Au Congo démocratique, les rebelles rwandais du CNDP passent, les trafics prospèrent... Le gouvernement de Kabila ferme les yeux
Dans l'est de la République démocratique du Congo (RDC), un trafiquant chasse l'autre, avec la bénédiction du gouvernement central et de la communauté internationale. Jusqu'à récemment, des hauts gradés de l'armée congolaise et des rebelles hutus originaires du Rwanda, les FDLR (Forces démocratiques de libération du Rwanda), contrôlaient l'exploitation de minerais de haute valeur, très prisés par l'industrie mondiale, tel le tantale et l'étain, qui entrent dans la composition de téléphones mobiles et de circuits informatiques. Mais l'alliance scellée, début 2009, entre Kigali et Kinshasa a redistribué les cartes, permettant à de nouveaux acteurs de s'enrichir. De manière illicite, cela va sans dire.
Les nouveaux maîtres des mines du Nord-Kivu sont les ex-rebelles du CNDP (Congrès national pour la défense du peuple), pour la plupart des Tutsis congolais. C'est ce que révèle l'ONG britannique Global Witness à l'issue d'une mission de quatre semaines sur place. Fin 2008, les hommes du CNDP, soutenus activement par le Rwanda voisin, avaient lancé une vaste offensive militaire, balayant les troupes de Kinsahsa et provoquant des déplacements massifs de population. Un véritable désastre humanitaire, condamné par la communauté internationale. Mais, début 2009, coup de théâtre: le chef du CNDP, Laurent Nkunda, était écarté par Kigali, qui décidait de s'allier avec le régime congolais aux Kivus.
Visiblement, cette alliance a permis de faire d'une pierre deux coups. A la faveur d'offensives militaires, soutenues localement par les Casques bleus de la Monuc (Mission des Nations unies au Congo), les Hutus du FDLR ont dû lâcher leurs positions, sans pour autant être défaits militairement. Par la même occasion, les ex-rebelles du CNDP, intégrés depuis au sein de l'armée congolaise, se sont emparés des richesses locales, en particulier dans la région de Walikale. "Ils ont ainsi acquis un contrôle bien plus important des zones minières que celui dont ils jouissaient en tant qu'insurgés (...)", écrit Global Witness.
L’ONG juge cette situation particulièrement inquiétante dans la mesure où les revenus de cette exploitation pourraient servir à financer une nouvelle guerre en cas d’échec du processus de paix.
Emilie Serralta a enquêté sur le terrain. Elle explique que « dans certaines parties du territoire du Nord-Kivu, le CNDP opère, comme à son habitude, une administration parallèle, où il prélève des taxes entre autres, et que dans ces territoires-là – en particulier le Masisi – le gouvernement a très peu de capacité de contrôle et de pouvoir.»

### Travail demandé
Citez, dans l'article sur l'est du Congo, le passage compris entre « Visiblement, cette alliance » et « processus de paix. », ces deux bornes incluses.

[Enregistrements conservés]
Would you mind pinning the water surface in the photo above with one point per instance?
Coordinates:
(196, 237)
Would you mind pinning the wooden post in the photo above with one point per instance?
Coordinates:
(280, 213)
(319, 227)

### Résultat de l'exercice
Visiblement, cette alliance a permis de faire d'une pierre deux coups. A la faveur d'offensives militaires, soutenues localement par les Casques bleus de la Monuc (Mission des Nations unies au Congo), les Hutus du FDLR ont dû lâcher leurs positions, sans pour autant être défaits militairement. Par la même occasion, les ex-rebelles du CNDP, intégrés depuis au sein de l'armée congolaise, se sont emparés des richesses locales, en particulier dans la région de Walikale. "Ils ont ainsi acquis un contrôle bien plus important des zones minières que celui dont ils jouissaient en tant qu'insurgés (...)", écrit Global Witness.
L’ONG juge cette situation particulièrement inquiétante dans la mesure où les revenus de cette exploitation pourraient servir à financer une nouvelle guerre en cas d’échec du processus de paix.